Exercise =>
Please turn all of the material below into a numbered list, dropping any blank lines.

Material provided =>

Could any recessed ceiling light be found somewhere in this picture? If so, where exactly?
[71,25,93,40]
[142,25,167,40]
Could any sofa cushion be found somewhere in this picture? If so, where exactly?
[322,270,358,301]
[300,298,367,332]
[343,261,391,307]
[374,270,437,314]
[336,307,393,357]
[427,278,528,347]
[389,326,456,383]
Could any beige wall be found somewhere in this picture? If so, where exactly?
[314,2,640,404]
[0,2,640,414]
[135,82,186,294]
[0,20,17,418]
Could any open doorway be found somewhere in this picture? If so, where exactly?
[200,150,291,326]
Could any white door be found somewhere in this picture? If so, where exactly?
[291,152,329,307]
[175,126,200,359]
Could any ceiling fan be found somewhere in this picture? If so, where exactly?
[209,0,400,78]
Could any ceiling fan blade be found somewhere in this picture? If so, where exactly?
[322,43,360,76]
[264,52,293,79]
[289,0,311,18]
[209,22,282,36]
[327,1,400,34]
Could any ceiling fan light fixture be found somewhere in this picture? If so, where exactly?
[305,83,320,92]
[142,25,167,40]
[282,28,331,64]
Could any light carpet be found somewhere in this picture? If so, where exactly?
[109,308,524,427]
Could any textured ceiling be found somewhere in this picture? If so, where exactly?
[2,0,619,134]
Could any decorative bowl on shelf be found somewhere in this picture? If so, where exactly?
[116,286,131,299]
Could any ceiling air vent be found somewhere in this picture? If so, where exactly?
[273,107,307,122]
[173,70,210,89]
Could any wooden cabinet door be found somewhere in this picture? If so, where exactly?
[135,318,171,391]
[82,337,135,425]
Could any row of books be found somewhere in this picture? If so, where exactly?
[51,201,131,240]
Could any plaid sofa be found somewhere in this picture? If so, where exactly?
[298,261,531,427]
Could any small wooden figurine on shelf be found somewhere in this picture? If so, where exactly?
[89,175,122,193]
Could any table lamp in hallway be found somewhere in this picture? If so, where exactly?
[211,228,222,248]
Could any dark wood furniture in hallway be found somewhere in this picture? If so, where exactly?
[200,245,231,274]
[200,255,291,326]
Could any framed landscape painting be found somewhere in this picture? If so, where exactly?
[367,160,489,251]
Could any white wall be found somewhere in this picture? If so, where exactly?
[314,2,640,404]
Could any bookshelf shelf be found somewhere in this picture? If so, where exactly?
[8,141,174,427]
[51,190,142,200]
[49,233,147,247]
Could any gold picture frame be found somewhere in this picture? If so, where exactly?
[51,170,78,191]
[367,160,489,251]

The result =>
1. Could any recessed ceiling light be found somewhere in this picture? If so, where exactly?
2. [71,25,93,40]
3. [142,25,167,40]
4. Could any sofa cushion be found somewhere in this picture? If so, where exactly?
5. [322,270,358,301]
6. [300,298,367,332]
7. [343,261,391,307]
8. [374,270,437,314]
9. [336,307,393,357]
10. [427,278,528,347]
11. [389,326,456,383]
12. Could any beige wall be found somewhere in this picture? If so, where exactly?
13. [314,2,640,404]
14. [0,2,640,414]
15. [135,82,186,294]
16. [0,20,17,418]
17. Could any open doorway be found somewhere in this picture? If so, where exactly?
18. [200,150,291,326]
19. Could any white door be found somewhere in this picture? If so, where exactly?
20. [291,152,329,307]
21. [175,126,200,359]
22. Could any ceiling fan be found somewhere in this picture? If so, where exactly?
23. [209,0,400,78]
24. Could any ceiling fan blade be found somewhere in this picture? If so, where exactly?
25. [322,43,360,76]
26. [264,52,293,79]
27. [289,0,311,18]
28. [209,22,282,36]
29. [327,1,400,34]
30. Could any ceiling fan light fixture be found somewhere in this picture? If so, where exactly?
31. [305,83,320,92]
32. [142,25,167,40]
33. [282,28,331,64]
34. Could any light carpet be found somewhere in this picture? If so, where exactly?
35. [109,308,524,427]
36. Could any textured ceiling be found somewhere in this picture? If so, where exactly?
37. [2,0,619,134]
38. Could any decorative bowl on shelf be found somewhere in this picture? If so, where exactly?
39. [116,286,131,299]
40. Could any ceiling air vent be found somewhere in this picture? If so, where exactly?
41. [273,107,307,122]
42. [173,70,210,89]
43. Could any wooden cabinet door be found somewhere in this picture? If so, where exactly?
44. [135,318,171,391]
45. [82,337,135,425]
46. Could any row of books be found somewhere in this picture? If so, where exactly?
47. [51,201,131,240]
48. Could any plaid sofa be found somewhere in this picture? If so, where exactly?
49. [298,261,531,427]
50. Could any small wooden figurine on shelf be found somewhere in this picture? If so, where exactly?
51. [89,175,122,193]
52. Could any table lamp in hallway be found somewhere in this picture? If so, where exactly?
53. [211,228,222,248]
54. Could any dark wood furniture in hallway be found somewhere in this picture? If so, where exactly?
55. [200,245,231,274]
56. [200,255,291,326]
57. Could any framed landscape painting be found somewhere in this picture? If so, where exactly?
58. [367,160,489,251]
59. Could any white wall be found somewhere in this picture? If so, where exactly?
60. [314,2,640,404]
61. Could any bookshelf shelf be found somewhere in this picture? If so, where exactly?
62. [8,141,174,427]
63. [51,190,142,200]
64. [49,233,147,247]
65. Could any gold picture frame be found somewhere in this picture? If so, where exactly?
66. [51,170,78,191]
67. [367,160,489,251]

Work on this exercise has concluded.